## [AUFGABE]
Gib die Zeilen der folgenden Liste wortgetreu wieder, beginnend mit der Zeile, die „of the dark“ enthält, und weiter bis zum Ende der Liste. Lass die Bilder in deiner Antwort weg.

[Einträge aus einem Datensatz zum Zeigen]
------------------------

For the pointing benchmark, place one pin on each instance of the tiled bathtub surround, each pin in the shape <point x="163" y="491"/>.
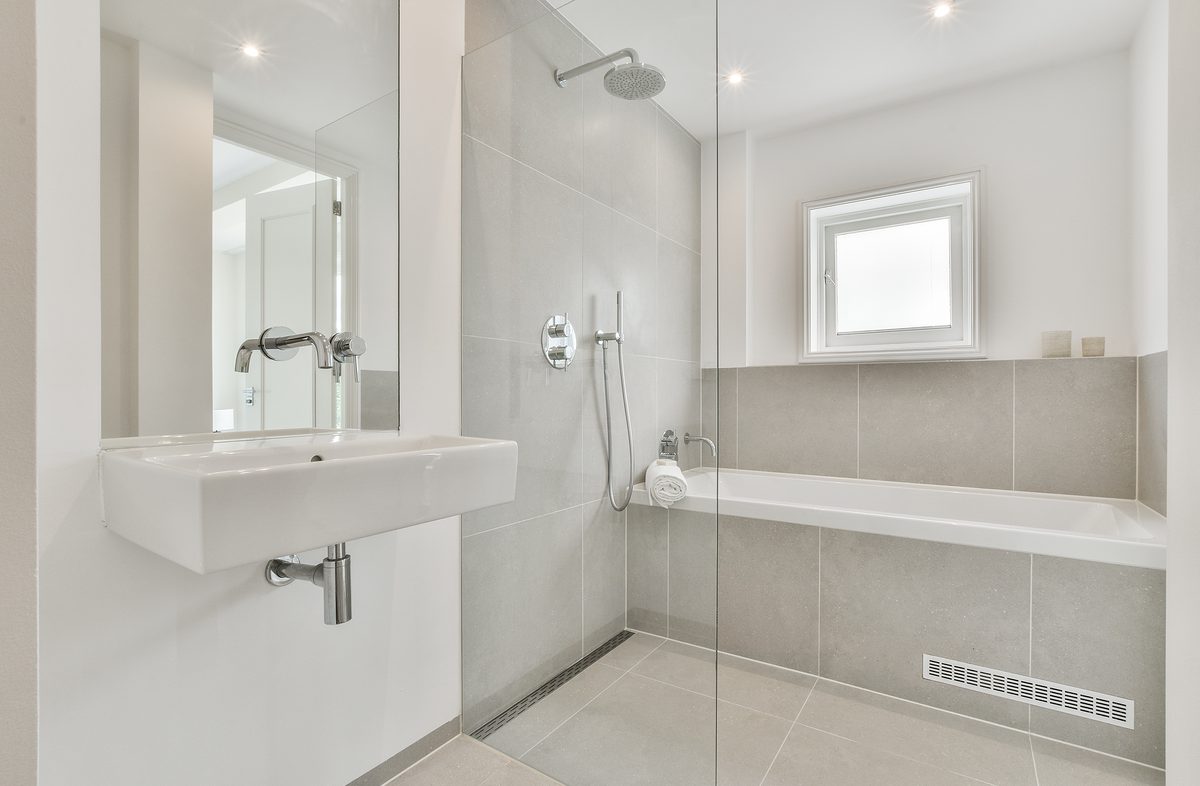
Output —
<point x="1090" y="426"/>
<point x="569" y="195"/>
<point x="864" y="609"/>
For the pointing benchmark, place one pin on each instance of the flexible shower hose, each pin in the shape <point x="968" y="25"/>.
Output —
<point x="629" y="427"/>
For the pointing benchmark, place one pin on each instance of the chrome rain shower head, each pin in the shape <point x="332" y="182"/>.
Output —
<point x="633" y="81"/>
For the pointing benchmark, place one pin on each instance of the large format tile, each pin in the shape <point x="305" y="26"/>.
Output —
<point x="816" y="759"/>
<point x="768" y="604"/>
<point x="720" y="415"/>
<point x="1066" y="766"/>
<point x="522" y="247"/>
<point x="528" y="729"/>
<point x="937" y="423"/>
<point x="887" y="601"/>
<point x="1152" y="431"/>
<point x="647" y="532"/>
<point x="963" y="745"/>
<point x="460" y="762"/>
<point x="678" y="190"/>
<point x="604" y="574"/>
<point x="521" y="610"/>
<point x="693" y="577"/>
<point x="679" y="408"/>
<point x="1077" y="423"/>
<point x="1102" y="628"/>
<point x="797" y="419"/>
<point x="678" y="298"/>
<point x="639" y="731"/>
<point x="513" y="103"/>
<point x="641" y="381"/>
<point x="491" y="19"/>
<point x="619" y="255"/>
<point x="510" y="393"/>
<point x="379" y="400"/>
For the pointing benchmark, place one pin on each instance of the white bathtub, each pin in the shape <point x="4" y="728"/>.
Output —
<point x="1108" y="531"/>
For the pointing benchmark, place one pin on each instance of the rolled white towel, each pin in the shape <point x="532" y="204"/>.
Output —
<point x="665" y="481"/>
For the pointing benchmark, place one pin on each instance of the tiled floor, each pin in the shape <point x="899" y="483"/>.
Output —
<point x="645" y="714"/>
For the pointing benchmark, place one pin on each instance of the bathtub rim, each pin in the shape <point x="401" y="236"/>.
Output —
<point x="1048" y="543"/>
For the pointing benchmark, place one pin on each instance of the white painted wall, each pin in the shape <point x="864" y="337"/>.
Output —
<point x="18" y="529"/>
<point x="1183" y="390"/>
<point x="727" y="209"/>
<point x="1055" y="148"/>
<point x="174" y="243"/>
<point x="151" y="675"/>
<point x="1149" y="113"/>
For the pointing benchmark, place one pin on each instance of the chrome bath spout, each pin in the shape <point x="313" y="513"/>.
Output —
<point x="280" y="343"/>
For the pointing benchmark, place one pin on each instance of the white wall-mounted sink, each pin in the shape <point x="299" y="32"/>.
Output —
<point x="221" y="503"/>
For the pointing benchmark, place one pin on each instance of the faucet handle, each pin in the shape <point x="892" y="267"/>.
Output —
<point x="347" y="348"/>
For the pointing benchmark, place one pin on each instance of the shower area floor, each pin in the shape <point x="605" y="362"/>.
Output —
<point x="645" y="714"/>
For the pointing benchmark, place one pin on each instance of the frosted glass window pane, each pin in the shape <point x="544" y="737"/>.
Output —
<point x="894" y="277"/>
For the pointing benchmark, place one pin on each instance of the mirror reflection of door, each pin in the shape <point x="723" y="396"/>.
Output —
<point x="276" y="262"/>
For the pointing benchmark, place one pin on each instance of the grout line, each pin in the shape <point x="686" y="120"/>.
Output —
<point x="589" y="197"/>
<point x="593" y="699"/>
<point x="1033" y="757"/>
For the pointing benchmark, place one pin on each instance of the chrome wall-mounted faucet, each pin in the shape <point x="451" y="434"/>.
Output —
<point x="280" y="343"/>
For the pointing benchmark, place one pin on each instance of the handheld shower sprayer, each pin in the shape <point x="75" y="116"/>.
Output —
<point x="603" y="339"/>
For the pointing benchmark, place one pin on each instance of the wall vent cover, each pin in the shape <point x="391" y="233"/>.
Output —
<point x="1039" y="693"/>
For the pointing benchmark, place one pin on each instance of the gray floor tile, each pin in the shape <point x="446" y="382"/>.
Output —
<point x="637" y="732"/>
<point x="631" y="652"/>
<point x="816" y="759"/>
<point x="525" y="731"/>
<point x="745" y="744"/>
<point x="759" y="687"/>
<point x="941" y="739"/>
<point x="460" y="762"/>
<point x="517" y="774"/>
<point x="1066" y="766"/>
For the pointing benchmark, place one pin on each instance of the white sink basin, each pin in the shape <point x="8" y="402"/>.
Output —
<point x="215" y="504"/>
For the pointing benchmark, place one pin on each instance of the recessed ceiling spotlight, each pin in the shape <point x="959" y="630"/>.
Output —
<point x="943" y="9"/>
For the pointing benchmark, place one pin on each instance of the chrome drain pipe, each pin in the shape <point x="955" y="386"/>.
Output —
<point x="333" y="575"/>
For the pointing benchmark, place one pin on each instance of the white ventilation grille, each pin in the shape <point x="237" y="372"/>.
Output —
<point x="1039" y="693"/>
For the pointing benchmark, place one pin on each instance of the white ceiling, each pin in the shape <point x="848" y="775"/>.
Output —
<point x="808" y="61"/>
<point x="322" y="59"/>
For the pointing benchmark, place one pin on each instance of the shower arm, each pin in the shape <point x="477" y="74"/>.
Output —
<point x="563" y="77"/>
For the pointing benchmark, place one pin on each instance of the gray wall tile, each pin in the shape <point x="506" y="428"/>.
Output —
<point x="511" y="102"/>
<point x="647" y="532"/>
<point x="379" y="400"/>
<point x="522" y="247"/>
<point x="509" y="391"/>
<point x="678" y="298"/>
<point x="886" y="601"/>
<point x="1102" y="628"/>
<point x="1077" y="426"/>
<point x="641" y="377"/>
<point x="1152" y="431"/>
<point x="490" y="19"/>
<point x="937" y="423"/>
<point x="604" y="574"/>
<point x="679" y="407"/>
<point x="768" y="574"/>
<point x="678" y="190"/>
<point x="619" y="255"/>
<point x="693" y="571"/>
<point x="521" y="610"/>
<point x="798" y="419"/>
<point x="720" y="414"/>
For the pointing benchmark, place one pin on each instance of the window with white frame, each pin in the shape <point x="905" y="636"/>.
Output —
<point x="893" y="274"/>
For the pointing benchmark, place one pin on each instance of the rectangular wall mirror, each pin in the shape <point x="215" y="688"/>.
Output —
<point x="249" y="189"/>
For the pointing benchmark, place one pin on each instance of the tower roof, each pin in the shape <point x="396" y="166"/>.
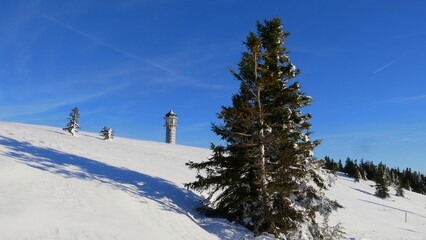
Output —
<point x="171" y="114"/>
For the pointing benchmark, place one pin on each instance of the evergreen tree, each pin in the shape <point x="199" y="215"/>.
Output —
<point x="107" y="133"/>
<point x="382" y="181"/>
<point x="357" y="175"/>
<point x="350" y="167"/>
<point x="261" y="177"/>
<point x="73" y="125"/>
<point x="341" y="169"/>
<point x="399" y="189"/>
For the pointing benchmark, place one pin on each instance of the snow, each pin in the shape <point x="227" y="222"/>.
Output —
<point x="54" y="186"/>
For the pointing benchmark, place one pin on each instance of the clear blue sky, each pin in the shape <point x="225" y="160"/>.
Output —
<point x="125" y="64"/>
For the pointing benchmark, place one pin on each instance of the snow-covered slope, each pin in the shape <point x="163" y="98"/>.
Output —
<point x="54" y="186"/>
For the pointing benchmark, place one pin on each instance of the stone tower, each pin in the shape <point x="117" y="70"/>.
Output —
<point x="171" y="124"/>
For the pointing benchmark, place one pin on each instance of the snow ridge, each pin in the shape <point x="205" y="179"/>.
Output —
<point x="54" y="186"/>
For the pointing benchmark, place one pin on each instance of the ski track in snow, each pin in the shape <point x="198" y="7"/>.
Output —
<point x="55" y="186"/>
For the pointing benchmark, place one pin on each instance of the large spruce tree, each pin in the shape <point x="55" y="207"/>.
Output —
<point x="265" y="176"/>
<point x="72" y="125"/>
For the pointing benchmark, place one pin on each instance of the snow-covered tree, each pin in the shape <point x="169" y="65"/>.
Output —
<point x="265" y="177"/>
<point x="72" y="125"/>
<point x="382" y="181"/>
<point x="107" y="133"/>
<point x="357" y="174"/>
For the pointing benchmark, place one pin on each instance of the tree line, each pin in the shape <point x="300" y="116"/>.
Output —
<point x="383" y="175"/>
<point x="73" y="126"/>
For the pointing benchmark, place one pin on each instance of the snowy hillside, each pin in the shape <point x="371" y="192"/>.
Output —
<point x="54" y="186"/>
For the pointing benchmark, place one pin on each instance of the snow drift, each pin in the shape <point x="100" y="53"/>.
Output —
<point x="55" y="186"/>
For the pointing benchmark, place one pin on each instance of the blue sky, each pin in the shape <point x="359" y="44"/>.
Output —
<point x="125" y="64"/>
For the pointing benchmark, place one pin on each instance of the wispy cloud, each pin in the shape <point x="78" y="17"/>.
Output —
<point x="111" y="47"/>
<point x="174" y="76"/>
<point x="403" y="99"/>
<point x="35" y="108"/>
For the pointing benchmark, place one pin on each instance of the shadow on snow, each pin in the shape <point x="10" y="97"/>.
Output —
<point x="165" y="193"/>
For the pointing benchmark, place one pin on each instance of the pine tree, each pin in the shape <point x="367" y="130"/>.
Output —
<point x="382" y="181"/>
<point x="357" y="174"/>
<point x="73" y="125"/>
<point x="261" y="177"/>
<point x="399" y="188"/>
<point x="107" y="133"/>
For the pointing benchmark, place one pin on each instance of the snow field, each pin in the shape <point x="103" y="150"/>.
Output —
<point x="55" y="186"/>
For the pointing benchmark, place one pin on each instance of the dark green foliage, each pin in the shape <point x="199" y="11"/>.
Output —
<point x="407" y="179"/>
<point x="72" y="125"/>
<point x="107" y="133"/>
<point x="263" y="171"/>
<point x="357" y="175"/>
<point x="382" y="181"/>
<point x="399" y="189"/>
<point x="341" y="169"/>
<point x="330" y="164"/>
<point x="350" y="167"/>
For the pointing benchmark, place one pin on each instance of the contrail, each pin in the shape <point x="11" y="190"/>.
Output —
<point x="386" y="65"/>
<point x="130" y="55"/>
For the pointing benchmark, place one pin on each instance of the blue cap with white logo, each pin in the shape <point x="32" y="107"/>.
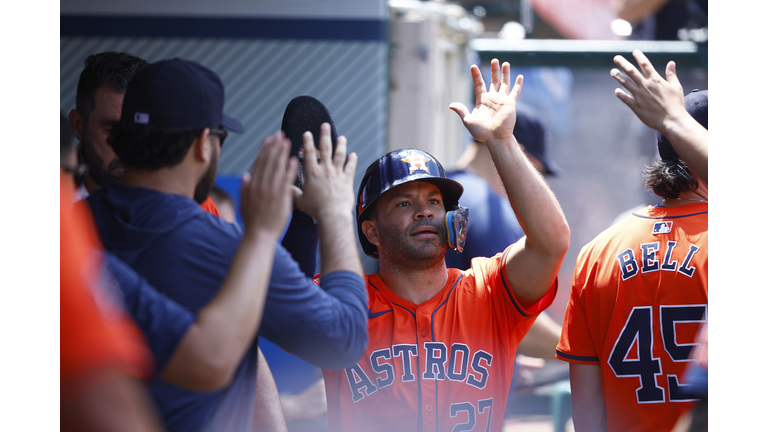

------------------------

## [SCHRIFTLICHE ANTWORT]
For the pointing benchmark, place one pin on each instance of the dark green foliage, each pin in the shape <point x="199" y="11"/>.
Output —
<point x="407" y="179"/>
<point x="72" y="125"/>
<point x="107" y="133"/>
<point x="263" y="171"/>
<point x="357" y="175"/>
<point x="382" y="181"/>
<point x="399" y="189"/>
<point x="341" y="169"/>
<point x="330" y="164"/>
<point x="350" y="167"/>
For the pointing benchmark, place one pin on each instance of the contrail, each pin in the shape <point x="11" y="190"/>.
Output —
<point x="386" y="65"/>
<point x="130" y="55"/>
For the pointing benchmark, place one pin on each instance of the blue cap with white logo, each pin in the shape <point x="32" y="107"/>.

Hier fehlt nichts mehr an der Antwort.